(Data extracted from a collection)
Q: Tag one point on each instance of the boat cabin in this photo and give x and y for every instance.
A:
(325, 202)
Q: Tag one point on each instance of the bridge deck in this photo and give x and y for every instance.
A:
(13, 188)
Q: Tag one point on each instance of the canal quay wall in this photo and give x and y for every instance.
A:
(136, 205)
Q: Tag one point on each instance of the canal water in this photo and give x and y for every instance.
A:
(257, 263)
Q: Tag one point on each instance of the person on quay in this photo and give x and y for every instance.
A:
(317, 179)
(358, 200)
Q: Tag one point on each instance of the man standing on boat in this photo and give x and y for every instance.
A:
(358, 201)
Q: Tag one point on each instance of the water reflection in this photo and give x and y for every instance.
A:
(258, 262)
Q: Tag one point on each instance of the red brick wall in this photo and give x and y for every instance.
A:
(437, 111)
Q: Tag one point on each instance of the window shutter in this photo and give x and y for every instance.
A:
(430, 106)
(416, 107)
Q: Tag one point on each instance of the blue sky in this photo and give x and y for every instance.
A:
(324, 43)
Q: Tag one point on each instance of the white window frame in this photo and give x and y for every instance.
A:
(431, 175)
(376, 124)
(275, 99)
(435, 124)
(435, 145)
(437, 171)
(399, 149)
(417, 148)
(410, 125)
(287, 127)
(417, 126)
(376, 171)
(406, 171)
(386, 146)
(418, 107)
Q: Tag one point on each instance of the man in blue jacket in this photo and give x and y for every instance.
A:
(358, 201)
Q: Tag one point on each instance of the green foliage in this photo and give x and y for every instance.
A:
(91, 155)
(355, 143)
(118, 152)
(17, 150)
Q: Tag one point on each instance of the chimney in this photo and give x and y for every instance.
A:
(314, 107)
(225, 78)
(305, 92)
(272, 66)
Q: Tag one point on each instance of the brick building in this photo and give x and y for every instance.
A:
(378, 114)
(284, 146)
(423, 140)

:: Activity ::
Reproduce the data in full, exactly as presented.

:: Response ::
Q: Tag one point on each instance of the boat cabin in this photo and give x and y for every instance.
A:
(325, 202)
Q: Tag one point on each instance of the bridge deck in this photo and give x and y for every instance.
A:
(13, 188)
Q: Tag one point on each instance of the canal quay wall in this photo and give x and y for every instance.
A:
(136, 205)
Q: Tag one point on each instance of the canal water in this photo and give x and y for every instance.
A:
(257, 263)
Q: Tag one point on each instance of the person on quay in this photo and give x and y for every instance.
A:
(317, 179)
(358, 200)
Q: Tag one point on each instance of the man standing on boat in this photo and give x and y for every instance.
A:
(358, 201)
Q: Tag one point on each instance of the water reflection in this photo and give x and y for every instance.
A:
(258, 262)
Q: Tag one point on each instance of the red brick wall in this photo and give x and y for every instance.
A:
(437, 111)
Q: Tag one point on each instance of the window shutter in this photo and give x and y for every instance.
A:
(430, 106)
(416, 107)
Q: Tag one point on each instance of the blue sky in this photo and give x and y for every instance.
A:
(324, 43)
Q: Tag one point on each instance of the white window frame in this photo and give x and y for every instance.
A:
(431, 175)
(376, 124)
(275, 99)
(435, 124)
(435, 145)
(437, 171)
(399, 149)
(417, 148)
(410, 125)
(287, 127)
(417, 126)
(376, 171)
(406, 171)
(386, 146)
(418, 107)
Q: Tag one point on each instance of the man in blue jacket in this photo and give x and y for every instance.
A:
(358, 201)
Q: Tag one point on each instance of the green foliage in this photo and give x and y for every instance.
A:
(91, 155)
(355, 143)
(118, 152)
(17, 150)
Q: Tag one point on each instance of the chimney in this photo and give x and y for every instance.
A:
(314, 107)
(225, 78)
(305, 92)
(272, 66)
Q: Tag one point on each instance of the brick building in this photo and give x and y for every instance.
A:
(378, 114)
(284, 146)
(423, 140)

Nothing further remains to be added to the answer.